• [WHAT YOU HAVE TO DO] Below is a set of records; print all of them exactly as written.

• [DATA ENTRIES]
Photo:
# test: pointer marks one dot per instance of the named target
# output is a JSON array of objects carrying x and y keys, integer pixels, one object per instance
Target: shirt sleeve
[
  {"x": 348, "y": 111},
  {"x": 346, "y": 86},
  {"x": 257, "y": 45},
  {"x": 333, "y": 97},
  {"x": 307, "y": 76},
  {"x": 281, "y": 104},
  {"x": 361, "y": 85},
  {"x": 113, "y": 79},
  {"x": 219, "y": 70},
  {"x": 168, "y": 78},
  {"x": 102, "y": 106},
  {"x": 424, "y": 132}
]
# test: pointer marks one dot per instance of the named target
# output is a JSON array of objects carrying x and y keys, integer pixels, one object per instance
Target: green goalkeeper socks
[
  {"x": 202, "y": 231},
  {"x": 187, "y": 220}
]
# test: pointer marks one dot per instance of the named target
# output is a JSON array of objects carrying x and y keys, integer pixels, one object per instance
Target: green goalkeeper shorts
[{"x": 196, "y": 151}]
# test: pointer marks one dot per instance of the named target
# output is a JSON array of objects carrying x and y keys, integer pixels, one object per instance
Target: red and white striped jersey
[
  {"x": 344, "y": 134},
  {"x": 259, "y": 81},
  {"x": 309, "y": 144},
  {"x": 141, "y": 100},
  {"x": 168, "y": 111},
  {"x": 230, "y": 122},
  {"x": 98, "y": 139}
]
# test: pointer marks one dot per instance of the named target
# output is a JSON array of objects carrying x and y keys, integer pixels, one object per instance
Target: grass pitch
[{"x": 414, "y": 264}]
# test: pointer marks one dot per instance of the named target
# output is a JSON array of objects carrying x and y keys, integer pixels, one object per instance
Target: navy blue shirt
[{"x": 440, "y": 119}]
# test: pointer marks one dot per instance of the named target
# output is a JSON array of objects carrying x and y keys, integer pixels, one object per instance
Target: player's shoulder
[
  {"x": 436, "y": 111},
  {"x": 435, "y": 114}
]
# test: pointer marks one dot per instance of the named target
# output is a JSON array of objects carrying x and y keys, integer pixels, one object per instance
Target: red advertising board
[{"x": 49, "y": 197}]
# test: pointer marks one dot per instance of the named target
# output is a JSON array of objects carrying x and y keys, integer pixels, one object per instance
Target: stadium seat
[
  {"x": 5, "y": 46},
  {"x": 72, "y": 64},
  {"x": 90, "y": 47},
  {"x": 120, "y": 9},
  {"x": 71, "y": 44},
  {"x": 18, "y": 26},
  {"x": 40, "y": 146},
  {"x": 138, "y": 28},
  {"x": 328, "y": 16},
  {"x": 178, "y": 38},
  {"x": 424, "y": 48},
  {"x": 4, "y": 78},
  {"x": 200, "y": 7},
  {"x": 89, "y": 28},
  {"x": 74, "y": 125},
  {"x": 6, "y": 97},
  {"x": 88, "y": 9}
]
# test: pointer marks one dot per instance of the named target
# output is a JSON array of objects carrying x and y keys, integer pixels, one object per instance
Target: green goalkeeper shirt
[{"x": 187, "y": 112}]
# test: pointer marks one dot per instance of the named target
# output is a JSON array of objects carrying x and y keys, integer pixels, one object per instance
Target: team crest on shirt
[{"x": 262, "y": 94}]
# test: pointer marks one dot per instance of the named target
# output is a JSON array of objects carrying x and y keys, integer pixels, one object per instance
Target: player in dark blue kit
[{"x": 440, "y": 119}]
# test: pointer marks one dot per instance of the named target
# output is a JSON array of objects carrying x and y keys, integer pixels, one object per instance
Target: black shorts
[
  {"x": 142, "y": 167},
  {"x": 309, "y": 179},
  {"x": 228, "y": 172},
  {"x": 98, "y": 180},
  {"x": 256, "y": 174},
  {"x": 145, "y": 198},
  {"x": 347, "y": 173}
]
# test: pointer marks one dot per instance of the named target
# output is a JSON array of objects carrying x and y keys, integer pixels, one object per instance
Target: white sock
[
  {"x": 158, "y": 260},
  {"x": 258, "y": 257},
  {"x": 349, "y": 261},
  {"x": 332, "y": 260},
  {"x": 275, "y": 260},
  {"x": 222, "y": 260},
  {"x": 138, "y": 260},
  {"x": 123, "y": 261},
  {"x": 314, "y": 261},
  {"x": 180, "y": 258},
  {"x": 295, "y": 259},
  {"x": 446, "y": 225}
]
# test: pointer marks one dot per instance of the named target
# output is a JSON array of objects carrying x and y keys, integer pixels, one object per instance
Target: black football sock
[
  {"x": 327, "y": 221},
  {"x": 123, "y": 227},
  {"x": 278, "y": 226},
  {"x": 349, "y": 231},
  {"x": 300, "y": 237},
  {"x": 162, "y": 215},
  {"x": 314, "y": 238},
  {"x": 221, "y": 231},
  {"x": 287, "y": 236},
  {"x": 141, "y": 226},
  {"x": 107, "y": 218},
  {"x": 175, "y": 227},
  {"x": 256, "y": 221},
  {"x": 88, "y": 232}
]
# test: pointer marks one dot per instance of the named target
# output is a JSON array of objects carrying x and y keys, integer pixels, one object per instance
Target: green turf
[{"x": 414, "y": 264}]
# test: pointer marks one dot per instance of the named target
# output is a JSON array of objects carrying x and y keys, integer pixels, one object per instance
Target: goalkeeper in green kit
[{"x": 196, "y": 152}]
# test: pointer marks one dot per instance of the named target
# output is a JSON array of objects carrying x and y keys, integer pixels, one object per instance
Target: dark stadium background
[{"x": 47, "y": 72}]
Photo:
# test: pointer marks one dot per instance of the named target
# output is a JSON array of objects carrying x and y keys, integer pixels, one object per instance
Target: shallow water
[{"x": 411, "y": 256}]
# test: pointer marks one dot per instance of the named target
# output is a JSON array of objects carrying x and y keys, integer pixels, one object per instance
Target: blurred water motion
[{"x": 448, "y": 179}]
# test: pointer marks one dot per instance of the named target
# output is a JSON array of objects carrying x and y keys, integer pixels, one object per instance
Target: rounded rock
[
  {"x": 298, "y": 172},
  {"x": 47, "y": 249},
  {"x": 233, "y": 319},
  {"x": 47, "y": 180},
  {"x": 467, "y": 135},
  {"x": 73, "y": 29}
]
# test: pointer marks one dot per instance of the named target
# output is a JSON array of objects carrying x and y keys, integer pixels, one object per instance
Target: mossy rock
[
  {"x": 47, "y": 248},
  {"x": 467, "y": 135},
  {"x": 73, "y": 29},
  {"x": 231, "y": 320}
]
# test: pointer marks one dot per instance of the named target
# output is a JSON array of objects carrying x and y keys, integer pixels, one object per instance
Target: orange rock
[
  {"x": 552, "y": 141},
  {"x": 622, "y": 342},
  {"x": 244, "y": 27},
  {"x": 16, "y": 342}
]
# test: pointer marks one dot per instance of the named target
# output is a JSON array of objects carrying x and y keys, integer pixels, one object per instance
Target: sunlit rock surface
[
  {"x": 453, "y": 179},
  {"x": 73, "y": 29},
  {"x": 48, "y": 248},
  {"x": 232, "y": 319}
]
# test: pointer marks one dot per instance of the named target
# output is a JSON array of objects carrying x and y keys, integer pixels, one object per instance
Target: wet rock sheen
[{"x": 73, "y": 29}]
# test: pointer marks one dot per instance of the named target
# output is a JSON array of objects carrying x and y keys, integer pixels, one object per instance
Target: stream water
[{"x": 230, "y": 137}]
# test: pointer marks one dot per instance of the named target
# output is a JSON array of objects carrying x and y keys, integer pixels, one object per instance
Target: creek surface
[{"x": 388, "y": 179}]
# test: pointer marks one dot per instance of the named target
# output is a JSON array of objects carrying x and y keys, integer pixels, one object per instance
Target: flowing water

• [WRITTEN SOLUTION]
Photo:
# test: pointer marks one dot per instance of the named target
# output is a JSON array of objects carrying x and y keys, integer pixels, one object per instance
Target: shirt sleeve
[
  {"x": 348, "y": 111},
  {"x": 346, "y": 86},
  {"x": 257, "y": 45},
  {"x": 333, "y": 97},
  {"x": 307, "y": 76},
  {"x": 281, "y": 104},
  {"x": 361, "y": 85},
  {"x": 113, "y": 79},
  {"x": 219, "y": 70},
  {"x": 168, "y": 78},
  {"x": 102, "y": 106},
  {"x": 424, "y": 132}
]
# test: pointer marks one dot per instance of the named target
# output is a JSON array of objects carrying x and y keys, integer pixels, one object per instance
Target: green goalkeeper socks
[
  {"x": 202, "y": 231},
  {"x": 187, "y": 220}
]
# test: pointer marks one dot per instance of the named target
# output is a JSON array of objects carrying x and y keys, integer pixels, one object per instance
Target: green goalkeeper shorts
[{"x": 196, "y": 151}]
# test: pointer marks one dot per instance of the named target
# output is a JSON array of objects carrying x and y keys, integer pixels, one object per instance
Target: red and white striped jersey
[
  {"x": 344, "y": 134},
  {"x": 259, "y": 81},
  {"x": 309, "y": 144},
  {"x": 141, "y": 100},
  {"x": 168, "y": 111},
  {"x": 230, "y": 122},
  {"x": 98, "y": 139}
]
# test: pointer marks one dot per instance of the named target
# output is a JSON array of objects carrying x and y keys, integer pixels, one object per instance
Target: grass pitch
[{"x": 414, "y": 264}]
# test: pointer marks one dot per instance of the named target
# output is a JSON array of objects carrying x and y keys, integer pixels, one object per instance
Target: navy blue shirt
[{"x": 440, "y": 119}]
# test: pointer marks one dot per instance of the named target
# output is a JSON array of objects carrying x and y keys, integer pixels, one object per instance
Target: player's shoulder
[
  {"x": 436, "y": 111},
  {"x": 435, "y": 114}
]
# test: pointer marks one dot per instance of the named target
# output is a JSON array of objects carrying x and y keys, integer pixels, one object per instance
Target: red advertising board
[{"x": 49, "y": 197}]
# test: pointer marks one dot per instance of the named target
# output is a JSON array of objects carrying x and y keys, integer pixels, one object per instance
Target: stadium seat
[
  {"x": 5, "y": 46},
  {"x": 72, "y": 64},
  {"x": 90, "y": 47},
  {"x": 120, "y": 9},
  {"x": 71, "y": 44},
  {"x": 18, "y": 26},
  {"x": 40, "y": 146},
  {"x": 138, "y": 28},
  {"x": 328, "y": 16},
  {"x": 178, "y": 38},
  {"x": 424, "y": 48},
  {"x": 4, "y": 78},
  {"x": 200, "y": 7},
  {"x": 89, "y": 28},
  {"x": 74, "y": 125},
  {"x": 6, "y": 97},
  {"x": 88, "y": 9}
]
# test: pointer marks one dot per instance of the named target
# output is a JSON array of objects carrying x and y keys, integer pixels, one object per instance
Target: green goalkeeper shirt
[{"x": 187, "y": 112}]
# test: pointer marks one dot per instance of the named target
# output is a JSON array of objects carrying x and y keys, integer pixels, one object per instance
Target: team crest on shirt
[{"x": 262, "y": 94}]
# test: pointer marks one dot per instance of the named target
# output is a JSON array of objects carrying x and y keys, integer pixels, one object per instance
Target: player in dark blue kit
[{"x": 440, "y": 119}]
# test: pointer marks one dot per instance of the named target
# output is a JSON array of objects carrying x and y keys, integer pixels, one object per instance
Target: black shorts
[
  {"x": 142, "y": 167},
  {"x": 309, "y": 179},
  {"x": 228, "y": 172},
  {"x": 98, "y": 180},
  {"x": 256, "y": 174},
  {"x": 145, "y": 198},
  {"x": 347, "y": 173}
]
# test: pointer marks one dot per instance of the named target
# output is a JSON array of objects carrying x and y keys, integer pixels, one object per instance
Target: white sock
[
  {"x": 158, "y": 260},
  {"x": 258, "y": 257},
  {"x": 349, "y": 261},
  {"x": 332, "y": 260},
  {"x": 275, "y": 260},
  {"x": 222, "y": 260},
  {"x": 138, "y": 260},
  {"x": 123, "y": 261},
  {"x": 314, "y": 261},
  {"x": 180, "y": 258},
  {"x": 295, "y": 259},
  {"x": 446, "y": 225}
]
# test: pointer marks one dot per instance of the named target
# output is a JSON array of objects carrying x and y keys, integer pixels, one object per instance
Target: black football sock
[
  {"x": 327, "y": 221},
  {"x": 123, "y": 227},
  {"x": 278, "y": 226},
  {"x": 349, "y": 231},
  {"x": 300, "y": 237},
  {"x": 162, "y": 215},
  {"x": 314, "y": 238},
  {"x": 221, "y": 231},
  {"x": 287, "y": 236},
  {"x": 141, "y": 226},
  {"x": 107, "y": 218},
  {"x": 175, "y": 227},
  {"x": 256, "y": 221},
  {"x": 88, "y": 232}
]
# test: pointer marks one dot per instance of the named target
# output is a JSON array of objects carrying x and y keys, integer pixels, one object per instance
Target: green turf
[{"x": 414, "y": 264}]
# test: pointer marks one dot per instance of the named target
# output is a JSON array of objects carrying x and y keys, integer pixels, one object per instance
Target: goalkeeper in green kit
[{"x": 196, "y": 152}]
# test: pointer marks one dot per instance of the named target
# output is a JSON array of objects carrying x and y keys, integer pixels, one object per instance
Target: dark stadium background
[{"x": 47, "y": 72}]
Photo:
# test: pointer marks one dot per instance of the named target
# output is a JSON array of objects carrying x and y keys, integer pixels, one object per instance
Target: shallow water
[{"x": 411, "y": 256}]
# test: pointer marks one dot per instance of the named target
# output is a JSON array of objects carrying x and y keys, integer pixels, one object per instance
Target: blurred water motion
[{"x": 448, "y": 179}]
# test: pointer marks one dot per instance of the named target
# output is a JSON array of objects carrying x and y keys, integer pixels, one object per instance
Target: rounded rock
[
  {"x": 298, "y": 172},
  {"x": 47, "y": 249},
  {"x": 233, "y": 319},
  {"x": 47, "y": 180},
  {"x": 467, "y": 135},
  {"x": 73, "y": 29}
]
# test: pointer marks one dot per instance of the named target
# output is a JSON array of objects carrying x and y keys, integer pixels, one object per instance
Target: mossy rock
[
  {"x": 47, "y": 248},
  {"x": 467, "y": 135},
  {"x": 73, "y": 29},
  {"x": 231, "y": 320}
]
# test: pointer marks one dot per instance of the named target
# output is a JSON array of objects carrying x and y keys, integer pixels, one object per instance
Target: orange rock
[
  {"x": 552, "y": 141},
  {"x": 622, "y": 342},
  {"x": 244, "y": 27},
  {"x": 16, "y": 342}
]
# test: pointer marks one dot per instance of the named target
# output is a JSON array of objects carrying x and y keys, integer pixels, one object per instance
Target: sunlit rock surface
[
  {"x": 453, "y": 179},
  {"x": 73, "y": 29},
  {"x": 48, "y": 248},
  {"x": 232, "y": 319}
]
# test: pointer marks one dot per instance of the named target
# output is a JSON array of objects carrying x and y keys, integer pixels, one object per instance
Target: wet rock sheen
[{"x": 73, "y": 29}]
# test: pointer marks one dot per instance of the named target
# output is a JSON array of objects carrying x and y keys, integer pixels, one object per instance
Target: stream water
[{"x": 230, "y": 137}]
# test: pointer marks one dot per instance of the named target
# output is a JSON array of objects carrying x and y keys, integer pixels, one object per instance
Target: creek surface
[{"x": 388, "y": 179}]
# test: pointer marks one dot per instance of the named target
# output is a JSON array of objects carrying x and y keys, integer pixels, one object per instance
Target: flowing water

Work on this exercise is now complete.